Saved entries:

:::

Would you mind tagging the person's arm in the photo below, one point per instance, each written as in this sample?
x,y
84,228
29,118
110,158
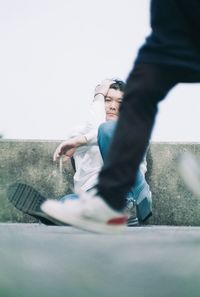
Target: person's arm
x,y
97,114
68,147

:::

• [Exercise directions]
All entries above must be repeated exactly; pictures are to be left out.

• [Exercise response]
Would you mind tagging the person's arm in the photo below, one point per instance, each written as in this sample?
x,y
84,228
29,118
110,158
Target: person's arm
x,y
97,114
68,147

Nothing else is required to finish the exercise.